Directions = Every line of the entries below from the one containing "Target: black tire" to the one containing "the rear wheel", both ends included, must be written out exactly. No other line belongs in the answer.

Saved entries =
* * * * * * *

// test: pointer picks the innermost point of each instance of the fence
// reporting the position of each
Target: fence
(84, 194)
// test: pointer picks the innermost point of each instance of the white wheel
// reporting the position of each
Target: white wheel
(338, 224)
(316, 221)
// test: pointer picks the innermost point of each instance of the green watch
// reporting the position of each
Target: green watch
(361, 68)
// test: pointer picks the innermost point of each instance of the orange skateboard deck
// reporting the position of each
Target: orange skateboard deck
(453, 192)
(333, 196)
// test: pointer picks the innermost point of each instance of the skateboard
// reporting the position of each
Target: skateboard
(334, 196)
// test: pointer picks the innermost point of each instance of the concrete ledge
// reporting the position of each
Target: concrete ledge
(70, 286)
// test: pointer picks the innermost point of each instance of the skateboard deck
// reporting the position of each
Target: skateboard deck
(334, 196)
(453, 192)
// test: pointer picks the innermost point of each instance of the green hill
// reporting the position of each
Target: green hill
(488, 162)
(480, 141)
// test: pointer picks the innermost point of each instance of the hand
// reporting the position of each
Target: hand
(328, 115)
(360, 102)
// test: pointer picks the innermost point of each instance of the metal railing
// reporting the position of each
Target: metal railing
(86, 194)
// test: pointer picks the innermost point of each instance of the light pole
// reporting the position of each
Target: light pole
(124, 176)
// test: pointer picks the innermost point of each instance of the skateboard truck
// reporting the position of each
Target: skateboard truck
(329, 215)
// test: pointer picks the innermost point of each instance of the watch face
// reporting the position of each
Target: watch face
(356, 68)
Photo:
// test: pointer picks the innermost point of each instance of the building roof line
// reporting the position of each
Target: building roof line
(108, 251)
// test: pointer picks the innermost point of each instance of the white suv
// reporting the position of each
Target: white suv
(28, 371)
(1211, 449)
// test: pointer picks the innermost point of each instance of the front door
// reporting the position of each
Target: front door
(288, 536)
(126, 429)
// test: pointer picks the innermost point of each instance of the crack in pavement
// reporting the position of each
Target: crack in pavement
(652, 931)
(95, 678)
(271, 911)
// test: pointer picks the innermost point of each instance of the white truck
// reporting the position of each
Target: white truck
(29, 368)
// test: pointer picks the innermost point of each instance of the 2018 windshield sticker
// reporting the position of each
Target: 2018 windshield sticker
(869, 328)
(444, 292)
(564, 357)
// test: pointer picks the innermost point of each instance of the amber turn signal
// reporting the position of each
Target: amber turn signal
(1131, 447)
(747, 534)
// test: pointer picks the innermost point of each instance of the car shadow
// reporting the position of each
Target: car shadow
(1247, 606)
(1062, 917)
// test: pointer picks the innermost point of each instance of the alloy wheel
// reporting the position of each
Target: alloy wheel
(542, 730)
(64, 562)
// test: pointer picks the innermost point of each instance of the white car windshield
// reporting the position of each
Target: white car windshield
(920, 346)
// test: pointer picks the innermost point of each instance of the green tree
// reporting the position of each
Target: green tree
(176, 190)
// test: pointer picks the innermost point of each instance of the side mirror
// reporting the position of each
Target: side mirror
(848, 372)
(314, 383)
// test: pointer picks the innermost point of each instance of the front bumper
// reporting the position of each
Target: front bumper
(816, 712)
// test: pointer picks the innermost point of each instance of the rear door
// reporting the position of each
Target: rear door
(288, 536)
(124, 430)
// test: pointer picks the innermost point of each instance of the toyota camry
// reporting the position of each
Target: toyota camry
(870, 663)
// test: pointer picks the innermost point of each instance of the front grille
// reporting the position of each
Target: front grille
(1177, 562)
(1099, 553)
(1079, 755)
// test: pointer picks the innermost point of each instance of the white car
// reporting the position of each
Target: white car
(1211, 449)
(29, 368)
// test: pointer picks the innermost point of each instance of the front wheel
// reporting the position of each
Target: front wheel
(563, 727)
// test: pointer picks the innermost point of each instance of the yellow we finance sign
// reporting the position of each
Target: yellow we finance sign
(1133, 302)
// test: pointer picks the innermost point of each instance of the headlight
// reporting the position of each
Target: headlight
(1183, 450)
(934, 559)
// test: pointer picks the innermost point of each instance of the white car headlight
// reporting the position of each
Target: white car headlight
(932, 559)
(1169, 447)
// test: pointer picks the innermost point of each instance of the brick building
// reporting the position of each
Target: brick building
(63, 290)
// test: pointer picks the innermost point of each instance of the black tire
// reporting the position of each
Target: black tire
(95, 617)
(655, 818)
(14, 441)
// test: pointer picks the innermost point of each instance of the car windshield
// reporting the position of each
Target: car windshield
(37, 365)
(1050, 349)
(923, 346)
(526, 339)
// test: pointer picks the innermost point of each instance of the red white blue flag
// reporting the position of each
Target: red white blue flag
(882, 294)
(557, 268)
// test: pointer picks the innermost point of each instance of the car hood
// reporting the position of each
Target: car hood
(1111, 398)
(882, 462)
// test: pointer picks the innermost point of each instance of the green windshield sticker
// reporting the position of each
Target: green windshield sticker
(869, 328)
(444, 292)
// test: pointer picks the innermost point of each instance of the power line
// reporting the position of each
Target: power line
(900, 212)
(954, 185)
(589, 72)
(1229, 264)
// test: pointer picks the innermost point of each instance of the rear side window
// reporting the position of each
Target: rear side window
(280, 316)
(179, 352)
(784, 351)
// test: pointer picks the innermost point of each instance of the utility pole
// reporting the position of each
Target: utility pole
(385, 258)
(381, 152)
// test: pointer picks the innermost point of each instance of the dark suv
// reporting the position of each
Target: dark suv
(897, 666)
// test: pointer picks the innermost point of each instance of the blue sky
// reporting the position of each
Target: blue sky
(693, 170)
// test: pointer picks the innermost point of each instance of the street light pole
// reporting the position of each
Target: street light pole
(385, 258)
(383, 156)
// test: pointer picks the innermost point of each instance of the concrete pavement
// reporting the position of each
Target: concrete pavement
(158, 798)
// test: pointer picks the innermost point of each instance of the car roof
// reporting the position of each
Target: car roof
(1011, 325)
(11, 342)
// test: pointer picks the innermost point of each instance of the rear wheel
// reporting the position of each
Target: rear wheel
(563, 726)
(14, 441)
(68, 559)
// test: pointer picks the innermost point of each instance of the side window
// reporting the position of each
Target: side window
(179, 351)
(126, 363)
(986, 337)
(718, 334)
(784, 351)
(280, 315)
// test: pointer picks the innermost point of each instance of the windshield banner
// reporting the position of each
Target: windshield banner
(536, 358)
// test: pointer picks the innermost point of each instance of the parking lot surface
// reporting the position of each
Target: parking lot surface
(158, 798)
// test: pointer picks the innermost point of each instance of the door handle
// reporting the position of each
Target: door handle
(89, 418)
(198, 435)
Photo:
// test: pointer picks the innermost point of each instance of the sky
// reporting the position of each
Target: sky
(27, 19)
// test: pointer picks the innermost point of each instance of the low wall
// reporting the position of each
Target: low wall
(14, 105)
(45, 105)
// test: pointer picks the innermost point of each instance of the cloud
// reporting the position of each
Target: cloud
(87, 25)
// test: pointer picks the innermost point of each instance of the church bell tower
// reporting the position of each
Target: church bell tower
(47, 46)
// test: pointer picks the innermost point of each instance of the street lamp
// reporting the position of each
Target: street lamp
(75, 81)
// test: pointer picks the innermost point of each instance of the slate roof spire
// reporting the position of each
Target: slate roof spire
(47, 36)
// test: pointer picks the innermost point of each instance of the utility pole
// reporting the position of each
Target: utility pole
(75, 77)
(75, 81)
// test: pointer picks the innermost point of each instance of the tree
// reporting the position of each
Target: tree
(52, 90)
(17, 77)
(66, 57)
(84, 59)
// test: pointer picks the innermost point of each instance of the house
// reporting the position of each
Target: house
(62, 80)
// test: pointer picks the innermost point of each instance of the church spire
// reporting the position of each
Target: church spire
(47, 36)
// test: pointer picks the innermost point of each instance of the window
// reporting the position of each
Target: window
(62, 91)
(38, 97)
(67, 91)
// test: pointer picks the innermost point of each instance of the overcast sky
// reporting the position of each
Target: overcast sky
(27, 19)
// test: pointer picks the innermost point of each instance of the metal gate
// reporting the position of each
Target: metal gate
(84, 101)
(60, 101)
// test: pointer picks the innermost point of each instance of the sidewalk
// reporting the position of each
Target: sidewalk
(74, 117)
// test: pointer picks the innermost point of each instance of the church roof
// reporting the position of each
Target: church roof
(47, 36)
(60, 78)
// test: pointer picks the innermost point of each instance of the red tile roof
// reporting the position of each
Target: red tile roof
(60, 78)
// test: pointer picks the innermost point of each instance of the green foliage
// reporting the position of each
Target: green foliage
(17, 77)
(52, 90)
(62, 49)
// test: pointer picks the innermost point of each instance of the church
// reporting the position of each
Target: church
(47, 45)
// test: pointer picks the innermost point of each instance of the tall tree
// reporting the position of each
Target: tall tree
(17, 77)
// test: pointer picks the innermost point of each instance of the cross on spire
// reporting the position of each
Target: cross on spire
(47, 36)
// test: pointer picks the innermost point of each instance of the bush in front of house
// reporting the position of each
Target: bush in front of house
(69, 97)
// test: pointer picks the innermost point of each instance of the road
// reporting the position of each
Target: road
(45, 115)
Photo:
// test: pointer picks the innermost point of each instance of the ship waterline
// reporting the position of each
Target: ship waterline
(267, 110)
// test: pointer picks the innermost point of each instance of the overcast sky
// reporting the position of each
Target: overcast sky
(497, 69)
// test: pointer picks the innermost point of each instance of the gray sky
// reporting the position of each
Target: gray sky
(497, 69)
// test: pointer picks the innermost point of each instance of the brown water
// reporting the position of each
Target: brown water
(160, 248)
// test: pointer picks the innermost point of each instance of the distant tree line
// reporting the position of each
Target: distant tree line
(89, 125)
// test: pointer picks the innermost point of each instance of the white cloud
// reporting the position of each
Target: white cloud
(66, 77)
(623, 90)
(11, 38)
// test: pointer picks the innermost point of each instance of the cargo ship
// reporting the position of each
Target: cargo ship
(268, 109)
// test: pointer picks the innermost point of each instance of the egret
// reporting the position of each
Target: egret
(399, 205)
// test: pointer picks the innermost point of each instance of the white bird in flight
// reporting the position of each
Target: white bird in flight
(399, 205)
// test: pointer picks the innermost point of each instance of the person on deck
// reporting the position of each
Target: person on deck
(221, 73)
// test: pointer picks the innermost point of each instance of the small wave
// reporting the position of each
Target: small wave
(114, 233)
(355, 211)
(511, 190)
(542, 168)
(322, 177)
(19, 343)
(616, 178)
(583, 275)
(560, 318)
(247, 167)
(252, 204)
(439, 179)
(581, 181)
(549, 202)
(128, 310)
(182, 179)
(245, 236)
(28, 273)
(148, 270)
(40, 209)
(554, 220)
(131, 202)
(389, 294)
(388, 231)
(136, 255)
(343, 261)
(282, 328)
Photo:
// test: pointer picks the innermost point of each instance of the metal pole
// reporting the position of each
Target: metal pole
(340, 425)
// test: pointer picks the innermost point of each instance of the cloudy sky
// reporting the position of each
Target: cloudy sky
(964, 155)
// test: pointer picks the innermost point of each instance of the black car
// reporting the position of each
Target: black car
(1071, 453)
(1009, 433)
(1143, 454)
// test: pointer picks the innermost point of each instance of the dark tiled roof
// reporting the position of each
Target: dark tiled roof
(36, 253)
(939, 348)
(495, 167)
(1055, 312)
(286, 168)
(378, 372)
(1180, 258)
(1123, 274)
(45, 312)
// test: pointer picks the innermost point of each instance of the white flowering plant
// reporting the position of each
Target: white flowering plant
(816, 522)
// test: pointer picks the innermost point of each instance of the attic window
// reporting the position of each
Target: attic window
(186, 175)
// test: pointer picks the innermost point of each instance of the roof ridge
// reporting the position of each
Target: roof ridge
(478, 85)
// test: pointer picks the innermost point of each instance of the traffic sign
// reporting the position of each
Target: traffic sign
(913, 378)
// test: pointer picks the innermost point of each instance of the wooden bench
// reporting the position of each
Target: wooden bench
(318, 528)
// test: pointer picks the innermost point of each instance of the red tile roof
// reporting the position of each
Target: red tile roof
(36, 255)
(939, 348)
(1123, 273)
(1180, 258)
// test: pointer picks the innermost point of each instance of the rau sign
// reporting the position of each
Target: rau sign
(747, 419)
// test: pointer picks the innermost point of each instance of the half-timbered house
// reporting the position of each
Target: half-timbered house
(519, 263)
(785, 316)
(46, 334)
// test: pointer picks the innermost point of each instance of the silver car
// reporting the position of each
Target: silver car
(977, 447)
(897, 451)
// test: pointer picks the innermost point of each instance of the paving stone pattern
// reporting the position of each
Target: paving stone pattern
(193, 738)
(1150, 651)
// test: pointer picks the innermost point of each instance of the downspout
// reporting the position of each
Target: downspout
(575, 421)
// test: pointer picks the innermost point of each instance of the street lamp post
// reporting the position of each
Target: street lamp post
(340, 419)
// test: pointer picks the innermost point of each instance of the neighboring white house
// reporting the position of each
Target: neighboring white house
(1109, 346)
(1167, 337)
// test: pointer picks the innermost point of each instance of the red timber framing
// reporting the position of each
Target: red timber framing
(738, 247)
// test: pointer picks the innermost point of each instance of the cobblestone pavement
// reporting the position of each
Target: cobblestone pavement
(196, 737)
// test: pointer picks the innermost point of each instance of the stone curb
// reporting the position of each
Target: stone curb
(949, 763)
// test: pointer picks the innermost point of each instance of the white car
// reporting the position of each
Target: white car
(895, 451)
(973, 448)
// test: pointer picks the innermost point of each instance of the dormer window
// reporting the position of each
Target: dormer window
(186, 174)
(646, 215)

* * * * * * *

Exercise answer =
Target: black tire
(95, 617)
(655, 818)
(14, 441)
// test: pointer picks the innermost point of each instance of the car windshield
// reporting the position of each
Target: car windshield
(37, 365)
(1050, 349)
(923, 346)
(526, 339)
// test: pointer picks the innermost point of each instance of the red white blue flag
// reporting the position of each
Target: red white blue flag
(882, 294)
(557, 268)
// test: pointer picks the innermost point of each instance of the car hood
// reporting the position of each
Target: car hood
(1111, 398)
(882, 462)
// test: pointer picks the innermost point of each instance of the green windshield sticker
// reporting the position of each
Target: green windshield sticker
(869, 328)
(444, 292)
// test: pointer picks the innermost point of each instance of the power line
// reporting the position of each
Target: power line
(900, 212)
(954, 185)
(589, 72)
(1229, 264)
// test: pointer picks the innermost point of each instance of the rear side window
// reporting the position of each
Target: rear side window
(280, 316)
(179, 352)
(784, 351)
// test: pointer picks the innermost point of each instance of the utility pole
// reporting the position of each
Target: utility pole
(385, 258)
(381, 152)
// test: pointer picks the innermost point of each instance of the dark suv
// reporting the position of each
Target: dark suv
(897, 666)
// test: pointer picks the innermost point of each instance of the blue sky
// reporting the position of each
Target: blue sky
(693, 170)
// test: pointer picks the innermost point of each instance of the street light pole
// reporting the position of each
Target: street light pole
(385, 258)
(383, 156)
// test: pointer picks the innermost point of each instance of the concrete pavement
// reporting the position of each
Target: concrete pavement
(158, 798)
// test: pointer picks the innermost point of each instance of the car roof
// reporting the position of each
Target: car roof
(1011, 325)
(11, 342)
// test: pointer picks the innermost point of each instance of the rear wheel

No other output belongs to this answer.